# PAGE TEXT:

--- --- ---

Planova™ Webinar – Addressing Continuous Bioprocessing Challenges From Virus Removal Perspective

This webcast features: Kathleen McLaughlin, Senior Scientist, BioProcess R&D, Merck & Hironobu Shirataki, PhD, Senior Consultant, Scientific Affairs, Global Marketing, Bioprocess Division, Asahi Kasei Medical.

There are two presentations during this webcast.

Evaluation of the Planova™ BioEX Virus Removal Filter in Continuous Bioprocessing of a Monoclonal Antibody by Kathleen McLaughlin

Standard batch monoclonal antibody biologics manufacturing processes are costly and time-consuming. A switch to intensified continuous processing enables much higher productivity, notably > 1.5 g/L/day over 25+ days of bioreactor and 17+ days of downstream operation.

Our innovative platform has been tested across multiple scales and locations. It automatically operates end-to-end between staggered startup and shutdown operations. After the upstream process starts and specific thresholds are reached, the downstream process is automatically initiated. When stable mass throughput is achieved, the next unit operation begins.

Key challenges during continuous manufacturing include managing process pauses, particularly critical for viral clearance and handling frequent filter switches from an operational perspective.

This presentation will provide an overview of Merck’s continuous manufacturing strategy with a focus on the process development of the viral filtration step. This includes an evaluation of the load amount, pH, and conductivity across two nanofilters, with load pH being the most significant factor. This resulted in the selection of Planova BioEX as the virus removal filter and its use (one of the first to our knowledge) in a continuous manufacturing run over 21 days.

Constant Flow Rate Viral Clearance Study of Planova™ BioEX and S20N Virus Removal Filter and Implementation into an End-to-End continuous Process for MAb Purification by Hironobu Shirataki, PhD

Virus filtration is located at the end of downstream processing and is a critical step in removing viruses from biopharmaceutical products. However, research and technological developments for integrating virus filtration into continuous processes are still ongoing. One suggested solution is integrating filters after column chromatography processes, but there are challenges such as balancing throughput capacity and flow rate across the system, process pauses affecting virus filter robustness, and pressure stability in long duration filtrations.

--- --- ---

# DATA EXTRACTS:
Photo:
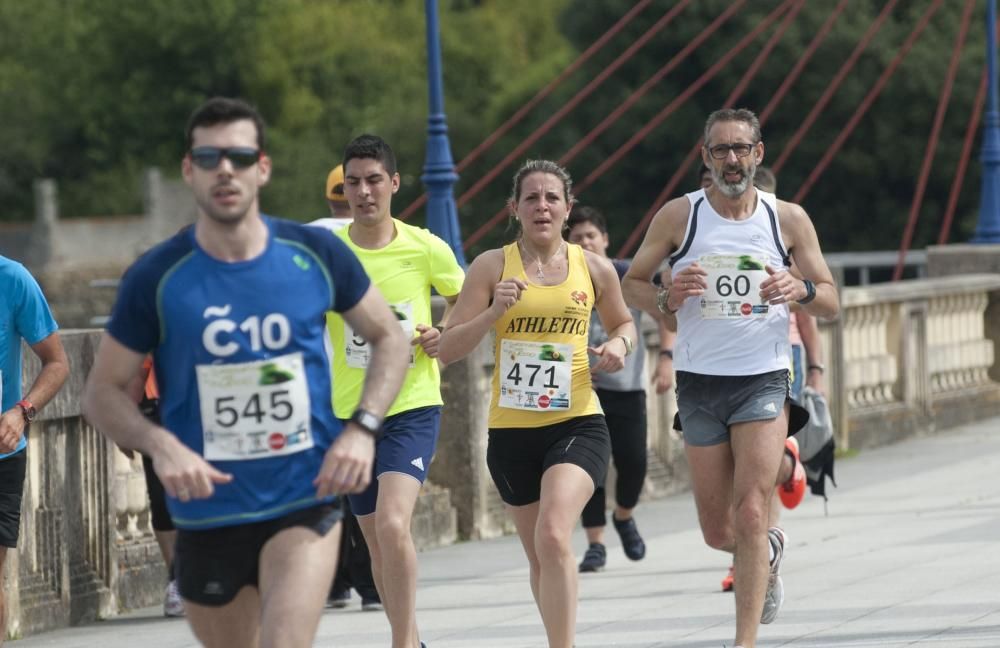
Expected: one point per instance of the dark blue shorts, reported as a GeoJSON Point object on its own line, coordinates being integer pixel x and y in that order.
{"type": "Point", "coordinates": [407, 446]}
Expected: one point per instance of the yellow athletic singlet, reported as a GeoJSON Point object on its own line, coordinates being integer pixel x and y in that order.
{"type": "Point", "coordinates": [542, 373]}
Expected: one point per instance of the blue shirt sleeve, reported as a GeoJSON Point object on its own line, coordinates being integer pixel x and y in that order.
{"type": "Point", "coordinates": [350, 281]}
{"type": "Point", "coordinates": [33, 319]}
{"type": "Point", "coordinates": [134, 321]}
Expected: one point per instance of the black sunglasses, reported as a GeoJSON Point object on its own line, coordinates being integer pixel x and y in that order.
{"type": "Point", "coordinates": [209, 157]}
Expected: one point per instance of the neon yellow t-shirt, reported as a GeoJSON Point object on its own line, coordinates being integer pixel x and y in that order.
{"type": "Point", "coordinates": [404, 271]}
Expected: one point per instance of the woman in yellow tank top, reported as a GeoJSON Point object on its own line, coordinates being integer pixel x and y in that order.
{"type": "Point", "coordinates": [548, 443]}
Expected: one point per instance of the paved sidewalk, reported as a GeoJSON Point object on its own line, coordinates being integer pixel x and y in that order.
{"type": "Point", "coordinates": [907, 556]}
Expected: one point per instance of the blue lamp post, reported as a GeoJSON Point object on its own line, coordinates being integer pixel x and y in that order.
{"type": "Point", "coordinates": [439, 169]}
{"type": "Point", "coordinates": [988, 228]}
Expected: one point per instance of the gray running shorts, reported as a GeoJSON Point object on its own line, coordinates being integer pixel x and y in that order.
{"type": "Point", "coordinates": [709, 405]}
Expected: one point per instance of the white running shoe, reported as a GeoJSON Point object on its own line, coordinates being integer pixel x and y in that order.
{"type": "Point", "coordinates": [775, 595]}
{"type": "Point", "coordinates": [173, 606]}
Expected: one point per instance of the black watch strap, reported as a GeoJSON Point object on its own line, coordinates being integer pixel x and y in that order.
{"type": "Point", "coordinates": [370, 423]}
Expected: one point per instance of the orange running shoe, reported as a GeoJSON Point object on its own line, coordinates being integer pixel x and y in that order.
{"type": "Point", "coordinates": [793, 490]}
{"type": "Point", "coordinates": [730, 580]}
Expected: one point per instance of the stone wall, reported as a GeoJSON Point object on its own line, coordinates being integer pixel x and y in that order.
{"type": "Point", "coordinates": [77, 261]}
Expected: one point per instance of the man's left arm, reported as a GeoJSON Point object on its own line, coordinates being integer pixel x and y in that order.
{"type": "Point", "coordinates": [447, 277]}
{"type": "Point", "coordinates": [55, 370]}
{"type": "Point", "coordinates": [821, 299]}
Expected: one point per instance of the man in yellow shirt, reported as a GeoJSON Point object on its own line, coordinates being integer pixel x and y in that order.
{"type": "Point", "coordinates": [404, 262]}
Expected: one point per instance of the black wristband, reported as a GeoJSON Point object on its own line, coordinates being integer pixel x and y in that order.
{"type": "Point", "coordinates": [368, 422]}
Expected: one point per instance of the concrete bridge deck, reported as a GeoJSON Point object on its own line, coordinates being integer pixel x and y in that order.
{"type": "Point", "coordinates": [907, 557]}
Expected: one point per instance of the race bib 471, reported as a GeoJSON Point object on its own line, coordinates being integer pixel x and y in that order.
{"type": "Point", "coordinates": [536, 376]}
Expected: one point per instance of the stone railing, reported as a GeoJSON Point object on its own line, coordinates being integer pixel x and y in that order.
{"type": "Point", "coordinates": [912, 356]}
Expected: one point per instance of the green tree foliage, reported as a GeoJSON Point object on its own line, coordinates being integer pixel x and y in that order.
{"type": "Point", "coordinates": [94, 91]}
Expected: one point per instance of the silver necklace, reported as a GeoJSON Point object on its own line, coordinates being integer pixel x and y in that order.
{"type": "Point", "coordinates": [538, 260]}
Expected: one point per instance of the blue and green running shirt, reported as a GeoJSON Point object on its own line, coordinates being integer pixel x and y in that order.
{"type": "Point", "coordinates": [241, 362]}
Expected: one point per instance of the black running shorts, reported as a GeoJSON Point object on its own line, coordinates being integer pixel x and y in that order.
{"type": "Point", "coordinates": [12, 470]}
{"type": "Point", "coordinates": [213, 565]}
{"type": "Point", "coordinates": [517, 457]}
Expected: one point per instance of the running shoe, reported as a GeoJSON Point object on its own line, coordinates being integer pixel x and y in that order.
{"type": "Point", "coordinates": [594, 558]}
{"type": "Point", "coordinates": [173, 605]}
{"type": "Point", "coordinates": [371, 603]}
{"type": "Point", "coordinates": [730, 580]}
{"type": "Point", "coordinates": [775, 595]}
{"type": "Point", "coordinates": [632, 542]}
{"type": "Point", "coordinates": [793, 490]}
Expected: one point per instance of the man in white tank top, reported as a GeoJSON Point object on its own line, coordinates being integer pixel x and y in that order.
{"type": "Point", "coordinates": [727, 293]}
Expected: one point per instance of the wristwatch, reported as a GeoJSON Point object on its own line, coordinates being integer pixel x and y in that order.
{"type": "Point", "coordinates": [370, 423]}
{"type": "Point", "coordinates": [810, 292]}
{"type": "Point", "coordinates": [27, 410]}
{"type": "Point", "coordinates": [662, 300]}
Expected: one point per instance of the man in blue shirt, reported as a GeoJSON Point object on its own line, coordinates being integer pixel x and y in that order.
{"type": "Point", "coordinates": [249, 452]}
{"type": "Point", "coordinates": [24, 315]}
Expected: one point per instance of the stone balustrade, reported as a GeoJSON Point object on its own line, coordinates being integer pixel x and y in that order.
{"type": "Point", "coordinates": [902, 359]}
{"type": "Point", "coordinates": [910, 357]}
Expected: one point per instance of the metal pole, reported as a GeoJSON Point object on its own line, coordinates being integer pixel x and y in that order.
{"type": "Point", "coordinates": [988, 228]}
{"type": "Point", "coordinates": [439, 170]}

--- --- ---

In the Planova webinar description, which factor is named as the most significant in the evaluation across two nanofilters?

# TASK SOLUTION:
Load pH